* _REQUIRED WORK_: Rewrite the part of the source data that opens with the line containing "task: segment the short hair" and closes with the line containing "POLYGON ((75 45, 81". Replace "short hair" with "cropped hair", change nothing else, and give only those lines.

(Source data)
------------

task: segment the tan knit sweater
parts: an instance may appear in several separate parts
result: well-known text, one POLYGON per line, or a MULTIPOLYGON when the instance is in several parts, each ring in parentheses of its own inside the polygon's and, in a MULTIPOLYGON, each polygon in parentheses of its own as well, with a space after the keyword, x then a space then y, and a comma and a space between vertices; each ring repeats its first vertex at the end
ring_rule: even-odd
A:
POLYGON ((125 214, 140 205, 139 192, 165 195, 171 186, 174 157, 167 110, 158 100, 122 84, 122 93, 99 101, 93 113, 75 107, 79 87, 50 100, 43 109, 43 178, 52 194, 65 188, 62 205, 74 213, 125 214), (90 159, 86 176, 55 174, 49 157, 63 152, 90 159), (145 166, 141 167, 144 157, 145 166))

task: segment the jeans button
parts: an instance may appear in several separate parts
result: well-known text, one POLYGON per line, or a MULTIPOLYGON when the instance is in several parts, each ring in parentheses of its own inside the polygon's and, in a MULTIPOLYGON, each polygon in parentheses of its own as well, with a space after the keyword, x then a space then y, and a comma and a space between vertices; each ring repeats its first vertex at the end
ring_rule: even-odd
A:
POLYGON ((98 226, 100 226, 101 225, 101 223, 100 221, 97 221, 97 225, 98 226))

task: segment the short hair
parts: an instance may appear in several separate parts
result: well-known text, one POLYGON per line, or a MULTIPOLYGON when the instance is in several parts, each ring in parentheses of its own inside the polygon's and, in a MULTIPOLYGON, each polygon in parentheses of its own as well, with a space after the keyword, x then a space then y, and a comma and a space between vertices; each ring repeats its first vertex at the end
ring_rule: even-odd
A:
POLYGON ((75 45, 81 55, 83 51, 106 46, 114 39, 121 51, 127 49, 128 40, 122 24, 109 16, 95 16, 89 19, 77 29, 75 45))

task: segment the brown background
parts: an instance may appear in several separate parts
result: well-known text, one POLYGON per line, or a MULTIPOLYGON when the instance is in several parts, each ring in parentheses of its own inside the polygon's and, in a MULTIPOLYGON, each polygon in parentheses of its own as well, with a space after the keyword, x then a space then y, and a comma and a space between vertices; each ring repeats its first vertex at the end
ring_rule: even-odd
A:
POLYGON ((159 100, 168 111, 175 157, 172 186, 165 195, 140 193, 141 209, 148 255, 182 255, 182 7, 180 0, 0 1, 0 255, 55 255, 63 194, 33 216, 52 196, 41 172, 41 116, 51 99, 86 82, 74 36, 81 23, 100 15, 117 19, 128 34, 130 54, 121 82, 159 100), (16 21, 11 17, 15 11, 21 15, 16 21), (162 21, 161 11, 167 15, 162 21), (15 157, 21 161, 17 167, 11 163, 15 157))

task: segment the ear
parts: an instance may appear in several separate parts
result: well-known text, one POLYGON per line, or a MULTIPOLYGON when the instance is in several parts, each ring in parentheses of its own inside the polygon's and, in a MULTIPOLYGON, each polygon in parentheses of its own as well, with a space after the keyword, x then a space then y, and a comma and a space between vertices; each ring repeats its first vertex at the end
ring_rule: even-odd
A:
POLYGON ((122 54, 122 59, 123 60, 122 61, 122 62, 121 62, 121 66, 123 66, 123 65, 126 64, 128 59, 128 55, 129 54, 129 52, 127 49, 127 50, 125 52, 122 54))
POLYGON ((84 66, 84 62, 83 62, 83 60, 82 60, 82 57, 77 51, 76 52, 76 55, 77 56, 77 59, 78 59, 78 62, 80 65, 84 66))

------------

* _RESPONSE_:
task: segment the cropped hair
parts: an instance may appear in several separate parts
result: well-known text, one POLYGON per line, or a MULTIPOLYGON when the instance is in several parts, each ring in parentheses of its own inside the polygon's and, in a MULTIPOLYGON, each polygon in parentheses of its own as well, with a space after the keyword, x then a space then y, and a comma and a space between vertices; each ring repeats its first vertex at the end
ring_rule: even-odd
A:
POLYGON ((75 45, 81 55, 83 51, 106 46, 114 39, 121 51, 127 49, 128 40, 122 24, 109 16, 95 16, 89 19, 77 29, 75 45))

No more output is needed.